* _PAGE EXCERPT_:
▼

The resultant inability to meet import bills aside, the development also means that government will struggle to service foreign debt and pay expenditures overseas; which will put severe pressure on Malawi’s balance of payment position and further hit the country’s credit worthiness globally.

The news, likely to disappoint many, also comes at a time when hopes of donor aid resumption, frozen last year, are high and were expected to ease hard currency shortages that have hit the real sector.

It also tests the notion, advocated by the IMF and like-minded free market thinkers, that once the kwacha is devalued, forex in black market hands will start flowing into the formal financial system to prop up the current account, which is the difference between a nation’s total exports of goods, services and transfers; and its total imports.

Capital Hill is in the middle of negotiating a new economic programme with the IMF that was expected to help unlock iced foreign resources.

These talks were made possible by Lilongwe succumbing to the 49 percent devaluation of the kwacha this month under the Joyce Banda administration and 10 percent effected last August by the government of the late President Bingu wa Mutharika.

With cotton and tobacco prices remaining depressed this season, the two leading forex generators are unlikely to be of much help in closing the foreign exchange imbalances on the local money market.

Credit rating

Professor of economics at University of Malawi’s Chancellor College, Ben Kaluwa, has warned that a 1.2 months of import cover is potentially dangerous for the health of an economy, saying it might affect the country’s credit rating.

“The rule of thumb is that we must not have less than three months of import cover and 1.2 months is less than half of that. There is queuing for forex when, ideally, we should not have queues,” he said.

▲

* _OBJECTIVE A_: Find each line in the records below that contains the word "shoulder", and copy those lines out.

* _ENTRIES SHOWN_:
▼

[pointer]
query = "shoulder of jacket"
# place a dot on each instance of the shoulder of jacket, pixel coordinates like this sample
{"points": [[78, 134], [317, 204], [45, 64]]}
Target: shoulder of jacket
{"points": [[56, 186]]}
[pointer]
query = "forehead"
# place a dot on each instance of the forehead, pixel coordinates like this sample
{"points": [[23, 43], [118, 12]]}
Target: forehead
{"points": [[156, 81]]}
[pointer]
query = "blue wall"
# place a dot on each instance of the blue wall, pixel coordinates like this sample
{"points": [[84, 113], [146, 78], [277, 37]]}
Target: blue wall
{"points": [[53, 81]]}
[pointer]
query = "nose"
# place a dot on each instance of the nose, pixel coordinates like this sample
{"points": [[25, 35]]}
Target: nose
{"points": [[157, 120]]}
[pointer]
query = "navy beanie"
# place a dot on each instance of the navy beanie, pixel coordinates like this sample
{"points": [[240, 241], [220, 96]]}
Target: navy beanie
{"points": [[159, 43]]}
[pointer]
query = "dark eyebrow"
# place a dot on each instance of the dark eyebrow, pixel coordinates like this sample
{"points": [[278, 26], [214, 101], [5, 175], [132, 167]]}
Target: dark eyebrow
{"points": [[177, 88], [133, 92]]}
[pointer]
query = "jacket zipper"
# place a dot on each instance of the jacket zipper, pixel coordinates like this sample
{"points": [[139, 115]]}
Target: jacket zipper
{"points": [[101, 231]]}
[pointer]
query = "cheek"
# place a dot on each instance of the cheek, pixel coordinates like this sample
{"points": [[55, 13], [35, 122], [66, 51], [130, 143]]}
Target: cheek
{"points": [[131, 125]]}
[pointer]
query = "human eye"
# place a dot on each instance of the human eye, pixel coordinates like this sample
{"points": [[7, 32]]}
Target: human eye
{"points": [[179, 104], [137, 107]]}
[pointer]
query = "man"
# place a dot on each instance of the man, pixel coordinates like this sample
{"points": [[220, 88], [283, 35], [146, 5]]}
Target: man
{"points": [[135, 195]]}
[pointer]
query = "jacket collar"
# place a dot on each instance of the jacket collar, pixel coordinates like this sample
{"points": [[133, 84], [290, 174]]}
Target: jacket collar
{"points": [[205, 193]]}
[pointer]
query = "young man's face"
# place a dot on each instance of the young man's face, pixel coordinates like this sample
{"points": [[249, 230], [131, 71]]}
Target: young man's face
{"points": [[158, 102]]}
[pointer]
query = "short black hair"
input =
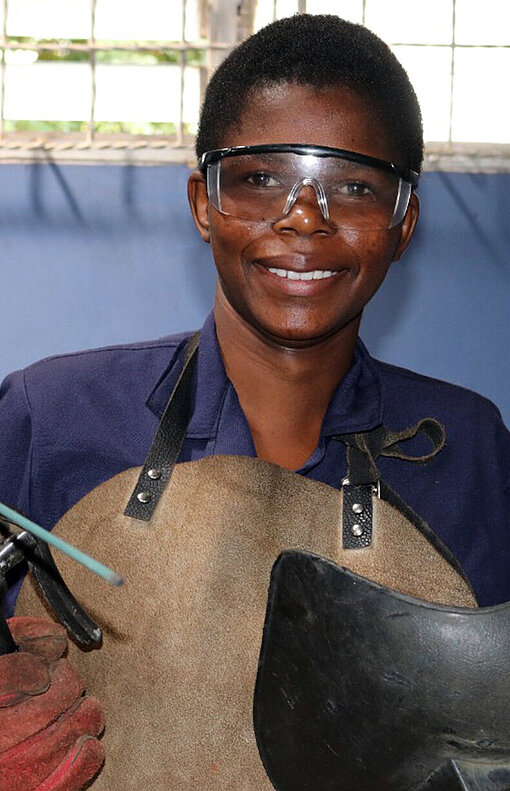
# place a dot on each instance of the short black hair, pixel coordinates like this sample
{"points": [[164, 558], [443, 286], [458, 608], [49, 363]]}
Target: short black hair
{"points": [[321, 51]]}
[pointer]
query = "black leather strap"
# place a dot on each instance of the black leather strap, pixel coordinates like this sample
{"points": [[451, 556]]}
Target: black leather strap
{"points": [[363, 475], [364, 449], [167, 443], [357, 516]]}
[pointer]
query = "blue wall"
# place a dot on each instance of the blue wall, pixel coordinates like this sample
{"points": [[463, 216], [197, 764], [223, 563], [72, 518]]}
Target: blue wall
{"points": [[94, 255]]}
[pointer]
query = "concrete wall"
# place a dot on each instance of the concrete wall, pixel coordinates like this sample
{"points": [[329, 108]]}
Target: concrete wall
{"points": [[95, 255]]}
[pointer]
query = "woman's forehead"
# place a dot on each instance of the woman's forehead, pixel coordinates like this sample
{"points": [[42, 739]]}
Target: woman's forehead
{"points": [[334, 116]]}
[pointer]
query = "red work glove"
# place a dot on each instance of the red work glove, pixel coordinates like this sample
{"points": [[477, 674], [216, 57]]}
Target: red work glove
{"points": [[48, 727]]}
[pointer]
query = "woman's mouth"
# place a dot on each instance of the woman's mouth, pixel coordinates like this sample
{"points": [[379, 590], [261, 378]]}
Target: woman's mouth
{"points": [[313, 274]]}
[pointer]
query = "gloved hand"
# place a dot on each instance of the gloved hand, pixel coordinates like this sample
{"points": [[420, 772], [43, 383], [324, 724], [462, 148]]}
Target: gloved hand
{"points": [[47, 725]]}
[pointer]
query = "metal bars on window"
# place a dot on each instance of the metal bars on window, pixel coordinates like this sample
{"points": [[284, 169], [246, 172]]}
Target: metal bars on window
{"points": [[217, 32], [191, 57]]}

▲

* _OBJECTIVE B_: In the article on Malawi's foreign exchange shortage, what minimum level of import cover does the rule of thumb quoted from Ben Kaluwa call for?

* _EXPECTED OUTPUT A_:
query = "shoulder of jacket"
# place a dot on each instance of the shoulder of jacket, pixel coordinates like this sample
Target: shoulder of jacket

* _EXPECTED OUTPUT B_: No less than three months of import cover.